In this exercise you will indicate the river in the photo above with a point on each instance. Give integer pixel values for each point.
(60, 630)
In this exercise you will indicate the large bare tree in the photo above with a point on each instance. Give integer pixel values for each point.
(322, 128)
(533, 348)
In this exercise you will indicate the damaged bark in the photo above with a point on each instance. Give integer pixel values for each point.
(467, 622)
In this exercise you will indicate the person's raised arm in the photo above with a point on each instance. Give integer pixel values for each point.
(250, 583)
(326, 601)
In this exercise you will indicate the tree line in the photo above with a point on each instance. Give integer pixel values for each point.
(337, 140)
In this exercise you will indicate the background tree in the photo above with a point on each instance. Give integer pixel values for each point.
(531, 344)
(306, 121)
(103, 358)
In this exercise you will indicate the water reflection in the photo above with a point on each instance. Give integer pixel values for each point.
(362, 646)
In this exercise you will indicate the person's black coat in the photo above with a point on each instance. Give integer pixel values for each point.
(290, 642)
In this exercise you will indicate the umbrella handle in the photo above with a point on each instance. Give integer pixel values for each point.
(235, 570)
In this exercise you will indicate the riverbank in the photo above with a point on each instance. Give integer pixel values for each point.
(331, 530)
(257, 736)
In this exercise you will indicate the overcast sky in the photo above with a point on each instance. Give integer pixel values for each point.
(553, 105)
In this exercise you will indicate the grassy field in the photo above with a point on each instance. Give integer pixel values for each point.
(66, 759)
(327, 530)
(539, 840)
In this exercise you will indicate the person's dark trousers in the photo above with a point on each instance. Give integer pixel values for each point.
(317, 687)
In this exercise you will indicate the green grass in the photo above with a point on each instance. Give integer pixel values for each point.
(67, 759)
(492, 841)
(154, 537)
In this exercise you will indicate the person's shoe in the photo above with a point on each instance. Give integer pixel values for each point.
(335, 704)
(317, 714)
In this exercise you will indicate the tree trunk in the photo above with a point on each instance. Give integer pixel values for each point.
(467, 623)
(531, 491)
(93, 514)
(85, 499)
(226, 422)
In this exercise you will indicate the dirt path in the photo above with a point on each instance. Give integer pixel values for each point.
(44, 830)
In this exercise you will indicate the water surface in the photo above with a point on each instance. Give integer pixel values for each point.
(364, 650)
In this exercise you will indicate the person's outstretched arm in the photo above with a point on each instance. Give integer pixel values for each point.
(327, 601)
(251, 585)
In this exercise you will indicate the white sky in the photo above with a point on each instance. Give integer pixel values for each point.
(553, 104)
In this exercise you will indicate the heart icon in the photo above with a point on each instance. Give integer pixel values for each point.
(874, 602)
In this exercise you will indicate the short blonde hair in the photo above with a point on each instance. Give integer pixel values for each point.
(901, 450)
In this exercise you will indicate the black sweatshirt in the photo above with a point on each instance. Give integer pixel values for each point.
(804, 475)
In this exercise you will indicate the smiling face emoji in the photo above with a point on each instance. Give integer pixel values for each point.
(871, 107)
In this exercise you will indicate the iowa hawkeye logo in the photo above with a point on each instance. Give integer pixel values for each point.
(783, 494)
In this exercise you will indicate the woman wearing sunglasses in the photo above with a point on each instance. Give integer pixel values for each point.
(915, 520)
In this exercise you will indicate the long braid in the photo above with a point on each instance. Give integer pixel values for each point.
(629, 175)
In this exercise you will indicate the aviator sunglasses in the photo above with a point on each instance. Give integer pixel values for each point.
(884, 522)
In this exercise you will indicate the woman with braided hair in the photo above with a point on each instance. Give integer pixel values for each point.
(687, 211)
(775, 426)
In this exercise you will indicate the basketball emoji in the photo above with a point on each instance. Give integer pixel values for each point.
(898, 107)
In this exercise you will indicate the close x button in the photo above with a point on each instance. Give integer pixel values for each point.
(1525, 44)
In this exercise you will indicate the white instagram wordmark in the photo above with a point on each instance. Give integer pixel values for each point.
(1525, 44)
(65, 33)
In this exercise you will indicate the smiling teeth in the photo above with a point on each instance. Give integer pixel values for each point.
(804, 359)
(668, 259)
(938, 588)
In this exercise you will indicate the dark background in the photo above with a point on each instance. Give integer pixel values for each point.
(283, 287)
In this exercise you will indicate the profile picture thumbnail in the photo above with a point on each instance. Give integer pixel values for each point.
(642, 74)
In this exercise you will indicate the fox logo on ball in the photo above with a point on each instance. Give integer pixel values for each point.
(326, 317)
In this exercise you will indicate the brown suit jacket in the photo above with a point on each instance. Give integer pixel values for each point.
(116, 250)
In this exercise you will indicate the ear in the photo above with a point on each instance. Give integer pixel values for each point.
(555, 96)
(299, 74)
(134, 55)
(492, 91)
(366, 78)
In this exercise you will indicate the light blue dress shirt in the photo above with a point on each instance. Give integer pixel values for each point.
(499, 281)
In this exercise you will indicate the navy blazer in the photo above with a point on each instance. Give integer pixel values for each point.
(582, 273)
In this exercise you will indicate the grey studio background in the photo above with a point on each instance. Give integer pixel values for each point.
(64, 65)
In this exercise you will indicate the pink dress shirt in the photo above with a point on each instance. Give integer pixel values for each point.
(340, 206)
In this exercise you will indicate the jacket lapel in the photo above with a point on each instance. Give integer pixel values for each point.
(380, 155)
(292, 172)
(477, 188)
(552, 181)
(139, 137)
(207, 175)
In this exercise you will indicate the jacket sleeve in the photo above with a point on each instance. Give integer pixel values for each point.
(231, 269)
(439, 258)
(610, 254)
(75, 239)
============
-- Given problem --
Rescale the listing from the line with "In this exercise you will indicate the smiling teeth" through the end of the listing, both ends included: reproduce every line in that span, multiplying each pixel coordinate in the answers by 2.25 and rounding to whole numbers with halves rounded up. Leave all other text unchanged, and output only the lines in that span.

-- Exercise answer --
In this exercise you will indicate the smiling teeth in the photo above with a point on each instance. Give integer pixel values for each point.
(1809, 808)
(1503, 583)
(2111, 1323)
In this exercise you will indicate the dark background in the photo above with a point on each instance. Give integer pixel values for each point.
(637, 646)
In this exercise you will indicate the profile picture thumbnail in the photo above with a point on each instance. Give integer pixel values for each point.
(1445, 167)
In this exercise you will indicate the fox logo on ball in the photo above with a point on each instance. Give integer pixel values for each point.
(734, 713)
In this exercise you will indicate the brown suit jacket in the photo above with a point on each instance. Give integer pixel values for each point.
(261, 563)
In this exercise you will indicate the ear in the photo above with a point on each instance. Give integer pixel values for each point.
(1249, 216)
(673, 167)
(302, 124)
(1107, 205)
(824, 176)
In this exercise you will indicate the light blue dress shirt in the photo above with a point on each instance. Give integer pixel values for each point.
(1123, 632)
In this exercise you will indicate the navy blazer in the photo above with a point on each instance. Give integer pixel values for each point.
(1310, 614)
In this exercise you will indicate the grey studio background in the photo above with a point on each instance. Give integer pixel values for each point.
(144, 146)
In this exercise you will indicate the pink dress shirt in the photo above with a point on each instance. Give integer pixel values for each point.
(765, 464)
In this exercise you will indicate the jacket lapel in the photo above with a point on each instance. Give integer pixel values for each point.
(855, 349)
(657, 387)
(1073, 423)
(1242, 407)
(313, 308)
(466, 394)
In this exercise you will indicate the jacket sleeve in the photo above with a point on each instance. Give integer pixel values for each point.
(520, 605)
(988, 581)
(1373, 572)
(169, 538)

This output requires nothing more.